Object position labeling entries -
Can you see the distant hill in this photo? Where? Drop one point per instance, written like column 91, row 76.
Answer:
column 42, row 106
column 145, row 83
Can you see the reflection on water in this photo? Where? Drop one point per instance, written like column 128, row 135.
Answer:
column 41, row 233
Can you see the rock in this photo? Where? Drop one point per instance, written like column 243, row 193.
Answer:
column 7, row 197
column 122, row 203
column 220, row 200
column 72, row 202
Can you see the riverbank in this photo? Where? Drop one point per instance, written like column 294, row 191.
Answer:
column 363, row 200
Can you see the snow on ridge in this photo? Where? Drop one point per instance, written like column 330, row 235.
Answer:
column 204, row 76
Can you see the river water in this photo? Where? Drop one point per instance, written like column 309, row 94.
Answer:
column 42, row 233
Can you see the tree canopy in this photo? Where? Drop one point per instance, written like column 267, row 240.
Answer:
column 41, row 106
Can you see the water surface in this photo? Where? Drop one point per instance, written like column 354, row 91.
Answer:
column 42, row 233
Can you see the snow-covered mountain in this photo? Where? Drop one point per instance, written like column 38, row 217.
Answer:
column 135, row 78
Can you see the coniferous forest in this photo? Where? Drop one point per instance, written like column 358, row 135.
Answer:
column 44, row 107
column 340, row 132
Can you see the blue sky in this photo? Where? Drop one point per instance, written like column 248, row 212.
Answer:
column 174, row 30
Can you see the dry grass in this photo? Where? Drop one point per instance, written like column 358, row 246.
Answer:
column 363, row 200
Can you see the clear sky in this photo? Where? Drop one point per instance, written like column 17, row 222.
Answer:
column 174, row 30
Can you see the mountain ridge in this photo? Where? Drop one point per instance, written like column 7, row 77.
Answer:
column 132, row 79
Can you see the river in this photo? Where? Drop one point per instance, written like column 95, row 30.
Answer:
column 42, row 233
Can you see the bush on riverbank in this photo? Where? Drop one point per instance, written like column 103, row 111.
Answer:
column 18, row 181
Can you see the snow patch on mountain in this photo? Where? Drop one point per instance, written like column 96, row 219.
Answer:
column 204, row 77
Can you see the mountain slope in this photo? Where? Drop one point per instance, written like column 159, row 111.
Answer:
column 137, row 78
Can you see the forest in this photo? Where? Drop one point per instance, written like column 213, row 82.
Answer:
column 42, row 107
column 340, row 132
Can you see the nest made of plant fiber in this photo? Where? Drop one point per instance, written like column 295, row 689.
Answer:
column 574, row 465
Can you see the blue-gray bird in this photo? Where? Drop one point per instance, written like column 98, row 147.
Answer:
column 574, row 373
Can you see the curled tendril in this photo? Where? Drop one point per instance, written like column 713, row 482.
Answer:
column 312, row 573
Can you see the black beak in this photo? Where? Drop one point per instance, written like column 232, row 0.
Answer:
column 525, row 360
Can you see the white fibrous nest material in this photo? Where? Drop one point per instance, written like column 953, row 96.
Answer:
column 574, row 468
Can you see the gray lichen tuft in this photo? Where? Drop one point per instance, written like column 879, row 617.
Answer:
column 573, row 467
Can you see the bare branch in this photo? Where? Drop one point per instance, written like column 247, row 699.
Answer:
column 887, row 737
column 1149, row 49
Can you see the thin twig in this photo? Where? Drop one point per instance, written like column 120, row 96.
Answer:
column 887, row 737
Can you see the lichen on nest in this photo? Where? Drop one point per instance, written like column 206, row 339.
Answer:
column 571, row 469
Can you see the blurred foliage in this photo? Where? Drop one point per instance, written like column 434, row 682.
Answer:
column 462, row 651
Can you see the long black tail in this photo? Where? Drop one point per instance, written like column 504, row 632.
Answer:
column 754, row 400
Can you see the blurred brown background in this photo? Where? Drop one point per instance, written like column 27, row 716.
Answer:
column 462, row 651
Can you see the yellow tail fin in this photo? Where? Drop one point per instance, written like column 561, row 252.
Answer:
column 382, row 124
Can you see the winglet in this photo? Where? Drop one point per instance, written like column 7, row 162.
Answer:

GIVEN REQUEST - Copy out the lines of the records without any changes, beginning at the line that contains "Can you see the mountain slope" and stopping after the line that contains "column 571, row 469".

THE COMPLETED TASK -
Can you see the mountain slope in this photo? Where? Drop one point per instance, written like column 159, row 111.
Answer:
column 137, row 78
Can you see the forest in this photo? Where? Drop one point per instance, written like column 213, row 82.
Answer:
column 42, row 107
column 340, row 132
Can you see the nest made of plant fiber in this photo? Where? Drop one point per instance, written like column 295, row 689.
Answer:
column 574, row 465
Can you see the blue-gray bird in this photo? Where? Drop one point per instance, written like column 98, row 147.
Answer:
column 574, row 373
Can you see the curled tendril in this photo? Where? Drop one point per instance, written like column 713, row 482.
Answer:
column 312, row 573
Can you see the black beak in this photo? Where? Drop one point per instance, written like column 232, row 0.
Answer:
column 525, row 360
Can you see the white fibrous nest material in this photo? Where? Drop one point per instance, written like column 953, row 96.
Answer:
column 574, row 468
Can you see the gray lichen tuft in this photo? Where? Drop one point per instance, written like column 879, row 617.
Answer:
column 573, row 467
Can you see the bare branch in this photo? Where? Drop one point per instance, written like column 247, row 699.
Answer:
column 887, row 737
column 1149, row 49
Can you see the thin twig in this photo? Where? Drop one point per instance, written like column 120, row 96.
Answer:
column 887, row 737
Can you see the lichen on nest in this photo? Where? Drop one point per instance, written like column 206, row 339.
Answer:
column 571, row 469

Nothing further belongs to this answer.